#### LESETEXT:
===============

Dennoch: In der „kleinen GroKo“ mit kaum mehr als 56 Prozent der Parlamentssitze – und einer immer stärker wachsenden AfD, die von nun an als die größte Oppositionspartei bestätigt ist und in neusten Umfragen zum Teil sogar schon die SPD als zweitstärkste Partei bundesweit überholt hat –, ist diese Stabilität mehr als relativ. Innenpolitisch wird die Koalition vor allem von rechts in Frage gestellt, außenpolitisch befindet sie sich einer immer konflikthafteren Weltsituation gegenüber, deren letzter Höhepunkt der drohende Handelskrieg mit den USA ist.

Zu diesen Faktoren der Instabilität gesellt sich aber nun ein weiteres Gespenst: Was wird mit den „Abweichler*innen“ in der SPD geschehen? Von den 378.437 Mitgliedern, die abstimmten (78,4 Prozent aller Stimmberechtigten), entschieden sich 123.329 (32,6 Prozent der abgegebenen Stimmen, 26,6 Prozent aller SPD-Mitglieder) für ein Nein zum Koalitionsvertrag. Die Natur dieser Stimmen zu bestimmen, wird die Aufgabe der nächsten Tage und Wochen sein: Wie viele von ihnen sind nur Karrierist*innen wie Kevin Kühnert, deren Ablehnung der GroKo rein taktisch ist, damit eine nächste SPD-Regierung mit ihnen an der Spitze zustande kommt? Wie viele werden sich an die Appelle desselben Kühnert halten, trotzdem in der Partei zu bleiben? Und wie viele werden nun mit der SPD brechen und sich nach neuen Alternativen umsuchen?

Bisher versucht die Linkspartei vor allem in Pressemitteilungen, aus dieser Situation Kapital zu schlagen, doch ob es ihr gelingen wird, ist mehr als fraglich. Wahrscheinlich werden viele SPD-Mitglieder – wie schon beim letzten Mitgliederentscheid über die GroKo im Jahr 2013 – resigniert und passiv in der SPD bleiben.

Doch es gibt noch eine andere Option: Fast 130.000 Stimmen gegen die GroKo könnten eine Vorankündigung für eine Anti-Regierungs-Politik mit Basis in der Arbeiter*innenbewegung sein. Denn in einer Zeit wachsender politischer Instabilität, wachsender Ansprüche der Arbeiter*innenklasse (wie der IG-Metall-Streik gezeigt hat), und zugleich einer immer stärkeren AfD steigt die Notwendigkeit einer Antwort auf der Straße und in den Betrieben. Wenn zum Beispiel all diejenigen, die die GroKo abgelehnt haben, jetzt für mehr Personal im Krankenhaus auf die Straße gehen würden, zur Unterstützung der streikenden Kolleg*innen, dann würde die Sozialpolitik anders aussehen.

===============

#### ERFASSTE DATEN:
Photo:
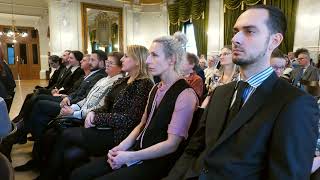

===============

#### AUFGABENSTELLUNG:
1. Gib aus dem Text über das SPD-Mitgliedervotum zur GroKo den Abschnitt wortgetreu aus, der mit den Worten „Zu diesen Faktoren“ beginnt und mit „neuen Alternativen umsuchen?“ endet.
2. Führe den Text über das SPD-Mitgliedervotum zur GroKo im Anschluss an seinen letzten Satz weiter.

#### ENDERGEBNISSE:
1.
Zu diesen Faktoren der Instabilität gesellt sich aber nun ein weiteres Gespenst: Was wird mit den „Abweichler*innen“ in der SPD geschehen? Von den 378.437 Mitgliedern, die abstimmten (78,4 Prozent aller Stimmberechtigten), entschieden sich 123.329 (32,6 Prozent der abgegebenen Stimmen, 26,6 Prozent aller SPD-Mitglieder) für ein Nein zum Koalitionsvertrag. Die Natur dieser Stimmen zu bestimmen, wird die Aufgabe der nächsten Tage und Wochen sein: Wie viele von ihnen sind nur Karrierist*innen wie Kevin Kühnert, deren Ablehnung der GroKo rein taktisch ist, damit eine nächste SPD-Regierung mit ihnen an der Spitze zustande kommt? Wie viele werden sich an die Appelle desselben Kühnert halten, trotzdem in der Partei zu bleiben? Und wie viele werden nun mit der SPD brechen und sich nach neuen Alternativen umsuchen?

2.
Ob und wie sich die Opposition innerhalb und außerhalb der SPD neu organisiert, wird von vielen Faktoren abhängen, darunter die Politik der GroKo selbst, aber vor allem die Antworten, die in den Gewerkschaften auf die neue Regierung gegeben werden, und wie sich die (radikale) Linke dazu positioniert. Eins darf auf jeden Fall nicht passieren: So zu tun, als wenn die Ablehnung der GroKo innerhalb der SPD in der aktuellen politischen Situation dasselbe bedeuten würde wie noch vor vier Jahren. Auch wenn aus der Opposition innerhalb der SPD nichts direktes erwachsen sollte, ist sie doch ein weiteres Anzeichen dafür, dass die Zeit der Passivität und Alternativlosigkeit in Deutschland langsam vorbei ist.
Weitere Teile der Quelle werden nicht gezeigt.